Wikipedia Tests New Way to Keep AI Bots Away
The Wikimedia Foundation has partnered with Google-owned Kaggle to provide Wikipedia content in a “machine-readable format” to prevent AI bots from scraping the site. This move aims to address the issue of AI bots consuming a significant portion of Wikipedia’s bandwidth.
AI bots are causing more problems than the average human user, as they tend to scrape even the most obscure corners of Wikipedia. The foundation reported that bandwidth for downloading multimedia grew by 50% since January 2024, primarily due to automated programs downloading openly licensed images to feed AI models.
To tackle this issue, the Foundation and Kaggle have made Wikipedia content available in English and French in a developer-friendly format. “Instead of scraping or parsing raw article text, Kaggle users can work directly with well-structured JSON representations of Wikipedia content,” the foundation explained. This format is ideal for training models, building features, and testing NLP pipelines.
# # # # #
WHAT IS ASKED —
1. Starting with the first of the rows and ending with the line containing "134L326 172L352 216L446", swap "tree trunk" for "lamp post" and leave everything else unchanged.
2. Extend the article on Wikipedia's new approach to AI bots, starting after its final sentence.
The rows that follow have no connection to the article on Wikipedia and AI bots.
# # # # #
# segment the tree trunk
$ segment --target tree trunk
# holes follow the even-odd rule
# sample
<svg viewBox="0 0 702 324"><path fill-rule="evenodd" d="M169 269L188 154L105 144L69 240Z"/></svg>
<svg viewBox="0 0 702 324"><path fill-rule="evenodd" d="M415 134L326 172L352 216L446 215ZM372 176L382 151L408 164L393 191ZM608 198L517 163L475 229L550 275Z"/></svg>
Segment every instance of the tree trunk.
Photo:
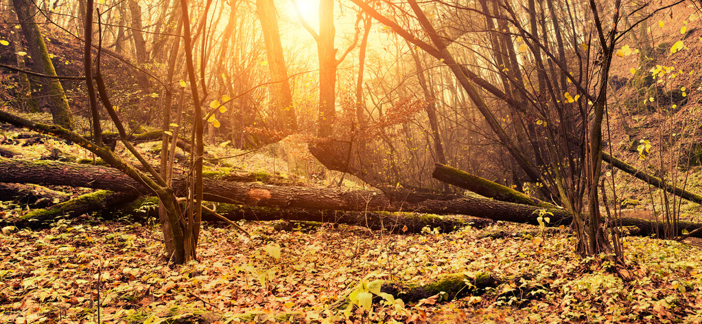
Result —
<svg viewBox="0 0 702 324"><path fill-rule="evenodd" d="M441 163L435 165L432 177L439 181L501 201L531 205L544 208L555 208L553 205L529 197L512 188Z"/></svg>
<svg viewBox="0 0 702 324"><path fill-rule="evenodd" d="M0 201L17 200L34 207L46 207L67 201L68 194L32 184L0 182Z"/></svg>
<svg viewBox="0 0 702 324"><path fill-rule="evenodd" d="M317 135L331 137L336 121L336 49L334 48L334 0L319 1L319 108Z"/></svg>
<svg viewBox="0 0 702 324"><path fill-rule="evenodd" d="M67 185L114 191L148 193L147 188L119 170L96 166L55 161L0 159L0 181ZM185 179L174 177L176 194L185 196ZM204 199L253 206L310 210L412 211L439 215L466 215L519 223L538 224L538 210L544 208L484 198L420 194L387 193L367 190L339 191L323 188L279 187L205 179ZM553 213L551 224L565 224L570 215L563 210Z"/></svg>
<svg viewBox="0 0 702 324"><path fill-rule="evenodd" d="M277 127L281 130L297 130L298 122L293 107L293 94L288 81L288 70L280 43L278 19L273 0L256 0L256 14L260 20L265 43L268 69L274 83L271 94L274 103L274 112L278 117Z"/></svg>
<svg viewBox="0 0 702 324"><path fill-rule="evenodd" d="M34 22L31 9L35 8L33 0L12 0L12 4L17 13L17 18L22 25L22 32L28 43L27 48L32 55L35 71L42 74L56 76L56 70L49 58L44 43L44 37L39 32L39 26ZM75 128L75 121L71 108L68 106L68 100L63 92L63 86L58 79L46 80L48 85L50 109L53 123L64 128L72 130Z"/></svg>
<svg viewBox="0 0 702 324"><path fill-rule="evenodd" d="M119 170L96 166L66 163L57 161L30 161L0 158L0 181L4 182L34 183L41 185L65 185L133 194L150 194L143 185L125 175ZM185 179L173 180L173 188L183 195ZM503 202L494 199L464 196L391 191L387 194L366 190L339 191L322 188L279 187L256 183L237 183L206 179L204 199L209 201L243 204L245 208L223 208L220 212L231 220L310 220L339 222L369 226L373 229L385 228L402 231L404 226L409 231L420 230L425 226L439 227L447 231L453 227L462 226L472 220L437 218L402 212L399 215L383 215L376 211L412 211L438 215L465 215L517 223L538 224L538 211L545 210L551 226L567 225L571 215L562 209L546 209L541 207ZM260 209L251 206L281 208ZM311 210L296 210L296 208ZM328 210L318 212L314 210ZM331 211L329 211L331 210ZM361 212L344 212L333 210L350 210ZM403 217L399 217L402 216ZM621 219L623 226L636 226L641 235L656 233L656 224L634 217ZM663 227L659 222L658 227ZM678 235L683 229L692 231L702 227L702 223L681 222ZM699 237L698 233L695 237Z"/></svg>
<svg viewBox="0 0 702 324"><path fill-rule="evenodd" d="M137 194L133 192L115 193L100 190L46 209L32 210L18 220L3 219L1 222L12 224L18 227L37 228L42 224L55 222L62 217L74 217L86 212L102 210L115 205L128 203L136 196Z"/></svg>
# # # # #
SOLVED TASKS —
1.
# segment the lamp post
$ segment --target lamp post
# holes follow the even-odd rule
# sample
<svg viewBox="0 0 702 324"><path fill-rule="evenodd" d="M169 269L188 154L105 144L69 240Z"/></svg>
<svg viewBox="0 0 702 324"><path fill-rule="evenodd" d="M415 134L326 172L352 216L446 215ZM372 176L382 151L408 164L393 191ZM608 198L517 163L475 229L550 275Z"/></svg>

2.
Kaggle describes the offering, currently in beta, as “immediately usable for modeling, benchmarking, alignment, fine-tuning, and exploratory analysis.” AI developers using the dataset will get access to “high-utility elements” such as article abstracts, short descriptions, infobox-style key-value data, image links, and clearly segmented article sections.
All the content is derived from Wikipedia and is freely licensed under two open-source licenses: the Creative Commons Attribution-ShareAlike 4.0 and the GNU Free Documentation License (GFDL). Some content may be licensed under alternative terms or be in the public domain.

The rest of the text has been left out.